> **SUPPLIED TEXT**:

--------------------

OTC: Saudi Aramco amenable to improving reserve data

May 17, 2004
Saudi Arabia's state-owned oil company Saudi Aramco endorsed calls by some industry analysts to expand information on global oil supplies as a way to stabilize mercurial oil markets.

Saudi Arabia's state-owned oil company Saudi Aramco endorsed calls by some industry analysts to expand information on global oil supplies as a way to stabilize mercurial oil markets.

"It's a step in the right direction to have more comprehensive objective-based analysis," said Nansen Salieri, manager of reservoir management for Aramco. "We have overall support for these concepts," he said. Salieri further noted that Aramco would be an advocate for a future global hydrocarbon inventory initiative.

Saudi role

Salieri's May 6 comments were precipitated by an Offshore Technology Conference panel discussion in Houston on whether oil reserves are being exhausted sooner than later. Although not a panel participant, Salieri was given the opportunity by organizers to respond to what appeared to be one of the few areas of consensus among the speakers—the need for accurate, uniform reserve data to encourage investment and soothe market jitters.

Saudi Arabia, which holds the key spare capacity the market relies on to cushion unforeseen supply shocks, has been subject to growing criticism by some industry observers for being too tight-fisted with reserve data (OGJ, Mar. 8, 2004, p. 24).

--------------------

> **SUPPLIED DATA**:

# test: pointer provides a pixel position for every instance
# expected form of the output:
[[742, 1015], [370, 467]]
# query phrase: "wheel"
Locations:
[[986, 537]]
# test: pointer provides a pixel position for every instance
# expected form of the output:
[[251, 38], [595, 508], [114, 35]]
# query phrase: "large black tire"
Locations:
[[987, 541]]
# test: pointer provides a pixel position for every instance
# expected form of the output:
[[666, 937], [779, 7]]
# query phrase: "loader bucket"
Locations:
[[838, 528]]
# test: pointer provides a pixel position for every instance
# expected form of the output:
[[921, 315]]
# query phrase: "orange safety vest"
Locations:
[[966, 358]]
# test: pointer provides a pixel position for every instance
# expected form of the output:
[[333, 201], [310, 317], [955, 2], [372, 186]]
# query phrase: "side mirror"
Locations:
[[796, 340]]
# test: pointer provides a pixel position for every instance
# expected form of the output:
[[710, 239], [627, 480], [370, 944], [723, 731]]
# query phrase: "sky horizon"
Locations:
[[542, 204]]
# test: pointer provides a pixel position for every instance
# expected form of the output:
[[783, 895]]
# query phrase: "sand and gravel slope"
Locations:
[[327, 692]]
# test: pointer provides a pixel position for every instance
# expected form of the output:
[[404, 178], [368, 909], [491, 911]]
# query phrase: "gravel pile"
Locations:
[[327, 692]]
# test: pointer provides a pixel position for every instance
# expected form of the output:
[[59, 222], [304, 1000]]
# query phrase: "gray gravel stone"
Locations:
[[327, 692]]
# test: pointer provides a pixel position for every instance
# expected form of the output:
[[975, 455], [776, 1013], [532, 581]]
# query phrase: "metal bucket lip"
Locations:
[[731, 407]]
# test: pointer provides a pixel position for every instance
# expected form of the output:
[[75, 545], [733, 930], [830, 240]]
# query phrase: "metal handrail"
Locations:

--------------------

> **THE TASKS**:
**a.** List every date mentioned in the Aramco article.
**b.** Rewrite the part of the Aramco article starting at "May 17, 2004" and ending at "hydrocarbon inventory initiative.", using "thorough" in place of "comprehensive".
The rows were drawn from a separate source, unrelated to the Aramco article.

> **RESPONSES FOR EACH TASK**:
**a.**
May 17, 2004
May 6
Mar. 8, 2004

**b.**
May 17, 2004
Saudi Arabia's state-owned oil company Saudi Aramco endorsed calls by some industry analysts to expand information on global oil supplies as a way to stabilize mercurial oil markets.

Saudi Arabia's state-owned oil company Saudi Aramco endorsed calls by some industry analysts to expand information on global oil supplies as a way to stabilize mercurial oil markets.

"It's a step in the right direction to have more thorough objective-based analysis," said Nansen Salieri, manager of reservoir management for Aramco. "We have overall support for these concepts," he said. Salieri further noted that Aramco would be an advocate for a future global hydrocarbon inventory initiative.